## Required task
Quote exactly the lines running from the line with "Identify the deck handrail" to the end of the entries, including both, and nothing else.
** Start **
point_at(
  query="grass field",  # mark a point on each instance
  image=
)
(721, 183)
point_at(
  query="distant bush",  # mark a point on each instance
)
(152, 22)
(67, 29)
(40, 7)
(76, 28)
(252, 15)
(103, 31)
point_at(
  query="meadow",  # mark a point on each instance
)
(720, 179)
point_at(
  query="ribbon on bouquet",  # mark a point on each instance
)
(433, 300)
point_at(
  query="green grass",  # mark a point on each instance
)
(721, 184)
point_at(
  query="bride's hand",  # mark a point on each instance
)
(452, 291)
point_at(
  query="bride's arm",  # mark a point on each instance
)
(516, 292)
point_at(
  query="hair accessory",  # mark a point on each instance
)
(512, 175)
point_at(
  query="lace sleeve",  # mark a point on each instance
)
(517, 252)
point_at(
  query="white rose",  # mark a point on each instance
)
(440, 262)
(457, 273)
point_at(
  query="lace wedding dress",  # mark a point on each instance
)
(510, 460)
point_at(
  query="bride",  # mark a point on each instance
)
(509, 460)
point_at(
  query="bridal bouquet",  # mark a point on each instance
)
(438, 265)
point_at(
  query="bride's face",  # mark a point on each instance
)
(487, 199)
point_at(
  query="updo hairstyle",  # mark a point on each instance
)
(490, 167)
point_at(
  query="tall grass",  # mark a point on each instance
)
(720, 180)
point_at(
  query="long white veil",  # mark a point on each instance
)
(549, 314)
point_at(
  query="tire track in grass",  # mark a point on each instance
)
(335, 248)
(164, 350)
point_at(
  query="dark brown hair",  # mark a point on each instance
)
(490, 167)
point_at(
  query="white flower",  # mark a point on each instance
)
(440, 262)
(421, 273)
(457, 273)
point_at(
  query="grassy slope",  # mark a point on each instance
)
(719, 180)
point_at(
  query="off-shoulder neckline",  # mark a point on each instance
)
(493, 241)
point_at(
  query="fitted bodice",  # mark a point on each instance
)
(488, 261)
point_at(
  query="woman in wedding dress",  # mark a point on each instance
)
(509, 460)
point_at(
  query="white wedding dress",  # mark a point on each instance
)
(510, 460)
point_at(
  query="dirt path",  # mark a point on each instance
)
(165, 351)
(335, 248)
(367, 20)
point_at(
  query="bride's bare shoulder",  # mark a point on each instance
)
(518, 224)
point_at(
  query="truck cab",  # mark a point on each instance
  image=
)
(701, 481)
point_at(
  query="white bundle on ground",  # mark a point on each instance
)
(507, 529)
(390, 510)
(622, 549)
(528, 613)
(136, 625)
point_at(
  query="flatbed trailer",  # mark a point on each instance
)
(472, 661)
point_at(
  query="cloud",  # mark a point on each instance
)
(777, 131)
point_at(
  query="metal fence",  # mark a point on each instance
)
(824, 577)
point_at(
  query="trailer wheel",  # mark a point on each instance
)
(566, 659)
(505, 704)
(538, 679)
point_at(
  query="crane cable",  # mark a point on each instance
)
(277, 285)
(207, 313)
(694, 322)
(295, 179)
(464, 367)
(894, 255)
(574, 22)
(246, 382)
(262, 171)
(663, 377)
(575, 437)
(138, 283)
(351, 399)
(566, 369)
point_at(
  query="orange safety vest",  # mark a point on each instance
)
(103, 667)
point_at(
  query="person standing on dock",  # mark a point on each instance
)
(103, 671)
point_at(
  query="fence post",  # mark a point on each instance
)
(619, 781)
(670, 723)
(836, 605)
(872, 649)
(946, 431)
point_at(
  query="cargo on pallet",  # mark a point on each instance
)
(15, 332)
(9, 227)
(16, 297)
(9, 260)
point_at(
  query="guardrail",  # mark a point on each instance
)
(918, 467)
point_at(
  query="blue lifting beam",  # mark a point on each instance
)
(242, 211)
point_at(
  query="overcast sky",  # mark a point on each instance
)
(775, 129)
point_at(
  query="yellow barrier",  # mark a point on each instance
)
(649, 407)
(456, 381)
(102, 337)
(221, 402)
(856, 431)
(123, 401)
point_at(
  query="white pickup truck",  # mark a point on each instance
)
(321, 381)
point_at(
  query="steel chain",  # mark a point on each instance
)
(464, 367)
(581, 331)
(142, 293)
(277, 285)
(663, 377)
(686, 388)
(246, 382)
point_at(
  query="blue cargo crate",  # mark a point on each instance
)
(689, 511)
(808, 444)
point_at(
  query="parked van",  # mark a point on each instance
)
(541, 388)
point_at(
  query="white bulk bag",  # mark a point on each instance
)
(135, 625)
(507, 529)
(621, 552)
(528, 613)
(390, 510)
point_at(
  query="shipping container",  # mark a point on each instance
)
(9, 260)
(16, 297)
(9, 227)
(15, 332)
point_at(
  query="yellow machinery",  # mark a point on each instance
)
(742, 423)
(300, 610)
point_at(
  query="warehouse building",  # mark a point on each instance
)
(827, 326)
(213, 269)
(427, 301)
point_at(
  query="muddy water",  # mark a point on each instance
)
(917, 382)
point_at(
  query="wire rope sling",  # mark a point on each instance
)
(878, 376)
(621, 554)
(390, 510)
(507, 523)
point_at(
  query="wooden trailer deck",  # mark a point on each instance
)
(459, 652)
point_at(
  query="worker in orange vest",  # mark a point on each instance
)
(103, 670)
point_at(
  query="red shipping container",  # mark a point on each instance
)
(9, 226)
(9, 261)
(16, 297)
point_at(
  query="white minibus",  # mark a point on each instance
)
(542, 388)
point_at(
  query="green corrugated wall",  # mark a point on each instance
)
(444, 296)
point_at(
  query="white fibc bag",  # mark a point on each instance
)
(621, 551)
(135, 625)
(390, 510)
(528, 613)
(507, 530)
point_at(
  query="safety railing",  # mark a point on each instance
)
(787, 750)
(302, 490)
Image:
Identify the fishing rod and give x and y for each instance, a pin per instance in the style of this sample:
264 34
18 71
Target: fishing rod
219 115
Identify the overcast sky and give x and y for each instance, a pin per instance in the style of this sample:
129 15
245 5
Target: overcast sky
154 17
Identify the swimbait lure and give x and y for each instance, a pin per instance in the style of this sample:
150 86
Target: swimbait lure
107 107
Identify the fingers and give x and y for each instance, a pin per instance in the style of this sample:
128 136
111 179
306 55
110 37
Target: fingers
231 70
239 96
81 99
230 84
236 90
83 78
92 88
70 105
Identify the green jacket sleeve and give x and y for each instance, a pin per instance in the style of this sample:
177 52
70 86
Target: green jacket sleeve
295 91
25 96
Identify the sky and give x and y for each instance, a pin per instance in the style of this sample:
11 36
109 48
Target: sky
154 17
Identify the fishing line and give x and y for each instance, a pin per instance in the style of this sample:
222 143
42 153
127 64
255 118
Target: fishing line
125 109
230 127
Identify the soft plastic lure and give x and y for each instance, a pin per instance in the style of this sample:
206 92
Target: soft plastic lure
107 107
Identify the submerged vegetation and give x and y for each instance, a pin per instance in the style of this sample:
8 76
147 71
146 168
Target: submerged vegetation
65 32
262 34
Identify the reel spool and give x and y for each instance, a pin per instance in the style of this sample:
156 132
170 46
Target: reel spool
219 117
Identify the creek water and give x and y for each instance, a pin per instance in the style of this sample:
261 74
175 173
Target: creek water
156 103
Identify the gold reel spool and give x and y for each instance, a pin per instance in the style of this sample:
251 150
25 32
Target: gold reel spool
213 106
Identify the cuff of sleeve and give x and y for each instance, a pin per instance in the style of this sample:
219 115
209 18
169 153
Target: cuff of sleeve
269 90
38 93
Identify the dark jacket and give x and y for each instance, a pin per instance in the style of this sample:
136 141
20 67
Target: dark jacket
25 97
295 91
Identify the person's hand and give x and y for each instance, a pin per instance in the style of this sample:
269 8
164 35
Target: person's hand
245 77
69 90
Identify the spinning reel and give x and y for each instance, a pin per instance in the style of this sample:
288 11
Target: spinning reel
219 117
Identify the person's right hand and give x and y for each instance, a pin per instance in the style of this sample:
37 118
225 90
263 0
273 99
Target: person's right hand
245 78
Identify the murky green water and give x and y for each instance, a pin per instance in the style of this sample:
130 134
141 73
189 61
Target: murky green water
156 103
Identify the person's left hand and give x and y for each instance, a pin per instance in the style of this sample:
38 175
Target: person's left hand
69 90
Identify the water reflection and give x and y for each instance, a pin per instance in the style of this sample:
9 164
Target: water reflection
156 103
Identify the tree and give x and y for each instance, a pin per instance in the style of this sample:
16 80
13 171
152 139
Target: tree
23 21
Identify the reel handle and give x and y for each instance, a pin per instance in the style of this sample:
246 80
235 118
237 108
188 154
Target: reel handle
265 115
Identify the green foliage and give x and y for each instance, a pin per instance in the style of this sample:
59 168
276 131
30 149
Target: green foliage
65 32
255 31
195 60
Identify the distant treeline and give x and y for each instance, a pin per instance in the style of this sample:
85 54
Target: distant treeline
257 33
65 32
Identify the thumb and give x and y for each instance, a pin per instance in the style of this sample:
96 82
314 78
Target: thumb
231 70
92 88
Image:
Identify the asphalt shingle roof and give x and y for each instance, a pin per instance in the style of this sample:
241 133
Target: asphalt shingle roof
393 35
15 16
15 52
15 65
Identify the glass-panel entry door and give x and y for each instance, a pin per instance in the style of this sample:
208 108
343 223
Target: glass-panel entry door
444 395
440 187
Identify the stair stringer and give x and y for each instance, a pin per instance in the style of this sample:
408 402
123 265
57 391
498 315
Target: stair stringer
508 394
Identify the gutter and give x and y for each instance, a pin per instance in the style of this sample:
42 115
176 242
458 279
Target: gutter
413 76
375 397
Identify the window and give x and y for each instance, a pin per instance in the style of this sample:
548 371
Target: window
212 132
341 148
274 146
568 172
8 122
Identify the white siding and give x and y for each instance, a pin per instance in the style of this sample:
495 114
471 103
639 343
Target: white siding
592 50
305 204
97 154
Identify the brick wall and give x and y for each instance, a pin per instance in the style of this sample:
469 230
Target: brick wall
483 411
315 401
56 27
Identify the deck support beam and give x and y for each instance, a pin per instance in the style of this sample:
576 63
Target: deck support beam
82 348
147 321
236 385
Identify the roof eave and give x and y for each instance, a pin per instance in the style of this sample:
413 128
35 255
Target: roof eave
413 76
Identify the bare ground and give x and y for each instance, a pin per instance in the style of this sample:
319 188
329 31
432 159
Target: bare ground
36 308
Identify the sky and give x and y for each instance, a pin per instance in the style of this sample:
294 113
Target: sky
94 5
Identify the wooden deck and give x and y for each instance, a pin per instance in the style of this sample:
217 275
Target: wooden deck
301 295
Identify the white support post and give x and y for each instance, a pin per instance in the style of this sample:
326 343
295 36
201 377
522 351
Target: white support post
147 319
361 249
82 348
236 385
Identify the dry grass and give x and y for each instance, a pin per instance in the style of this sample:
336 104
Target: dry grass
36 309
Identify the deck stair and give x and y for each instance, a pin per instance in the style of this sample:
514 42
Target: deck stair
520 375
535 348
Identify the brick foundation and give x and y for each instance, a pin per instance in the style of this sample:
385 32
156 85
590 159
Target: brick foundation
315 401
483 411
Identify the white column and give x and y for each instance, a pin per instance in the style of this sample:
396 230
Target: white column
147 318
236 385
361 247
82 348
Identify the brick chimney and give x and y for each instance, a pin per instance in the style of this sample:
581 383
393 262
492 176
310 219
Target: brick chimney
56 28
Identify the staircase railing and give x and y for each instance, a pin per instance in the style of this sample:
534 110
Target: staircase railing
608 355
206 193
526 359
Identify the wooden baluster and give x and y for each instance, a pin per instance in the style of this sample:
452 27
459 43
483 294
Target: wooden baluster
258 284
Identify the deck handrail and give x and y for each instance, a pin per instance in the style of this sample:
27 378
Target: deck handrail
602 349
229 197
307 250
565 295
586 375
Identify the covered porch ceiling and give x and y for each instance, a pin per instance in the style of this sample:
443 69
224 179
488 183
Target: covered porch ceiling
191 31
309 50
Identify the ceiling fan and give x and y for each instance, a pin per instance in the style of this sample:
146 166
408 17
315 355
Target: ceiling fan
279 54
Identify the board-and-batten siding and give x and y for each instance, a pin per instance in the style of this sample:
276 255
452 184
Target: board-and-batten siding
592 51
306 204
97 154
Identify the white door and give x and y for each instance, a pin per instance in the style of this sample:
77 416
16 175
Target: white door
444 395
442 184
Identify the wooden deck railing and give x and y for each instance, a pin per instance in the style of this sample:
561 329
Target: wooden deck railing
** End **
## Written response
Identify the deck handrail and give x and y for each instance, a pin per instance in the style of this sample:
27 378
Target: deck handrail
602 349
229 197
307 250
565 295
586 375
Identify the covered porch ceiling and give x and y for each instance, a pin per instance in the style of this sample:
443 69
224 179
488 183
Target: covered porch ceiling
191 31
309 50
Identify the ceiling fan and give x and y for each instance, a pin per instance in the style of this sample:
146 166
408 17
315 355
Target: ceiling fan
279 54
Identify the board-and-batten siding and give x and y for each instance, a pin per instance in the style of this sample:
276 255
452 184
Target: board-and-batten siding
592 51
306 204
97 154
Identify the white door and give x and y for each instance, a pin per instance in the style of this sample:
77 416
16 175
Target: white door
444 395
442 184
Identify the wooden deck railing and give x and y for each instance, a pin per instance in the style of this sample:
561 329
Target: wooden deck railing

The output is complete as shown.